### STATED EXERCISE
Copy every one of the records below word for word, leaving out the pictures.

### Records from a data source
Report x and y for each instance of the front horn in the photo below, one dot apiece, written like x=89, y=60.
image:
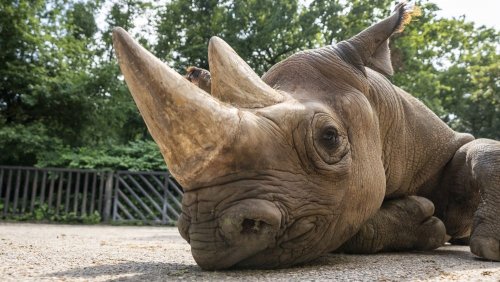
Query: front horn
x=190, y=126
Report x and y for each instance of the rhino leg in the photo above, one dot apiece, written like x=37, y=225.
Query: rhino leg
x=468, y=200
x=399, y=225
x=483, y=163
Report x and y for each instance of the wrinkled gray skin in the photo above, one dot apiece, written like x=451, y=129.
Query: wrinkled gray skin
x=323, y=154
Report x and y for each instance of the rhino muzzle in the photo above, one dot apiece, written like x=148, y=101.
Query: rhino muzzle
x=243, y=230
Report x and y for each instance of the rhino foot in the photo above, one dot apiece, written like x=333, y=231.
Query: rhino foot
x=400, y=225
x=485, y=247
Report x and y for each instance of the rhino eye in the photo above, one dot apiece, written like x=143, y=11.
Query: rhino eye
x=329, y=137
x=328, y=145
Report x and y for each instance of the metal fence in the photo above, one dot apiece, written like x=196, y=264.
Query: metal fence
x=151, y=197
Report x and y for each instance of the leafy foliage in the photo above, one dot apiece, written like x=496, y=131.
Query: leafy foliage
x=63, y=101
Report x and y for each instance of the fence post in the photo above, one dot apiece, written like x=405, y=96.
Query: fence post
x=108, y=194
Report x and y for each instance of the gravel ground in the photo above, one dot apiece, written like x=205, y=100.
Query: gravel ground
x=38, y=252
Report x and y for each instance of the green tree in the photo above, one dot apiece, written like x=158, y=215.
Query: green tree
x=262, y=32
x=453, y=67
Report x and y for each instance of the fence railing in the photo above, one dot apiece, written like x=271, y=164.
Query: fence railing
x=152, y=197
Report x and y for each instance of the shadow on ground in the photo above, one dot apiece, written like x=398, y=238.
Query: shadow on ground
x=446, y=263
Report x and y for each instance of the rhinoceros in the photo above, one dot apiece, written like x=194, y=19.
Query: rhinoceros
x=320, y=154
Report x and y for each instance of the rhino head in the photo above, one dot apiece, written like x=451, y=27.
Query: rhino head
x=276, y=170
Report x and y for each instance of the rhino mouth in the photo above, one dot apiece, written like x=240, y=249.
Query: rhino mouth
x=252, y=233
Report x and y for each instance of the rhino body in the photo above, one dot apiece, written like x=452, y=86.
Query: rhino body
x=321, y=154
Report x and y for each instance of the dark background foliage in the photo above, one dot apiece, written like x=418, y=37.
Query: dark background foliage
x=63, y=101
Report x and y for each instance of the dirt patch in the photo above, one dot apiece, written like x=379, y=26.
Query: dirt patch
x=35, y=252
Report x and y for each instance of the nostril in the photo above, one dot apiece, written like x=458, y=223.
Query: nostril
x=250, y=226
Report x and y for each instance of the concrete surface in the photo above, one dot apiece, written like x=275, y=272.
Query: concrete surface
x=39, y=252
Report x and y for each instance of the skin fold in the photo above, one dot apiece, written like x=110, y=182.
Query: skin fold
x=321, y=154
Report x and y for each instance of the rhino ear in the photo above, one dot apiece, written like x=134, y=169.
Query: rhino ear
x=371, y=46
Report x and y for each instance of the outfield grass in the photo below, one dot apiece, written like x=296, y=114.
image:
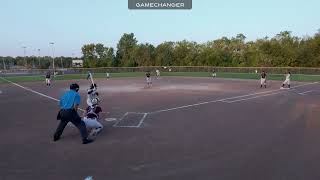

### ANSWER TO THIS EXERCISE
Report x and y for each instance of the front horn in the photo below, one dot apiece, written like x=89, y=60.
image:
Query: front horn
x=190, y=126
Report x and y for each instance of the rhino leg in the photo above, one dot apiece, written like x=37, y=225.
Query: rhino leg
x=468, y=200
x=399, y=225
x=483, y=163
Report x and y for each instance of the wrinkled gray skin in the photo above, one dot apiece, written like x=451, y=129.
Query: wrinkled gray skin
x=323, y=154
Report x and y for each instance of the rhino muzzle in the photo above, one dot apiece, written like x=148, y=101.
Query: rhino muzzle
x=243, y=230
Report x and y for each instance of the rhino foot in the photo above, one dot apiece, written like x=333, y=231.
Query: rhino foot
x=400, y=225
x=485, y=247
Report x and y for each instance of the rhino eye in the photo above, one dot apiece, written like x=143, y=11.
Query: rhino eye
x=329, y=137
x=328, y=145
Report x and y for each instance of the metal fence in the photo above, one dot apiece, written like x=196, y=264.
Query: metal fence
x=151, y=197
Report x and y for each instance of the leafy foliage in the photo above, one dot apiece, written like x=496, y=131.
Query: leafy foliage
x=63, y=101
Report x and y for each instance of the fence post in the photo above, one dot apiece, written like x=405, y=96.
Query: fence post
x=108, y=194
Report x and y for each instance of the gravel ground in the photo above, one dot apiece, written like x=205, y=100.
Query: gravel ground
x=38, y=252
Report x and y for each instance of the green tree in the photo above, one dot apiece, written like x=158, y=215.
Query: green tree
x=262, y=32
x=453, y=67
Report x and y for each instance of the fence railing in the photo above, one dot apiece, written like x=271, y=164.
Query: fence railing
x=152, y=197
Report x and y for each instance of the shadow on ground in the photo above, one dot apiece, written like x=398, y=238.
Query: shadow on ground
x=446, y=263
Report x and y for each instance of the rhinoceros in the photo above, one dot apiece, written like x=194, y=19.
Query: rhinoceros
x=320, y=154
Report x and y for each instance of the rhino head in the photo above, one dot apiece, written like x=451, y=27.
Query: rhino head
x=276, y=170
Report x and y for each instance of the rhino mouth in the photo above, one dot apiece, written like x=240, y=249.
Query: rhino mouth
x=252, y=233
Report x and y for each instance of the rhino body in the photo above, one dot apiece, written like x=452, y=86.
Query: rhino body
x=321, y=154
Report x and y for each instance of the dark background foliage in the photo above, one dot apiece, written like x=418, y=37.
Query: dark background foliage
x=63, y=101
Report x and y for each instance of the dirt patch in the photo above, one dot apiece, written like x=379, y=26.
Query: dirt patch
x=35, y=252
Report x and y for each instance of the nostril in the photo above, one dot apiece, written like x=458, y=223.
Query: nostril
x=250, y=226
Report x and y for each instance of the concrete surface in the photo above, one dot apiece, written like x=275, y=272.
Query: concrete surface
x=39, y=252
Report x and y for each instance of the skin fold in the photo above, one dot apiece, written like x=110, y=182.
Query: skin fold
x=321, y=154
Report x and y for each instance of the rhino ear in the photo above, one dot apiece, written like x=134, y=169.
Query: rhino ear
x=371, y=46
Report x and y for each instance of the outfield grass in the photo below, one dot apiece, written like x=296, y=114.
image:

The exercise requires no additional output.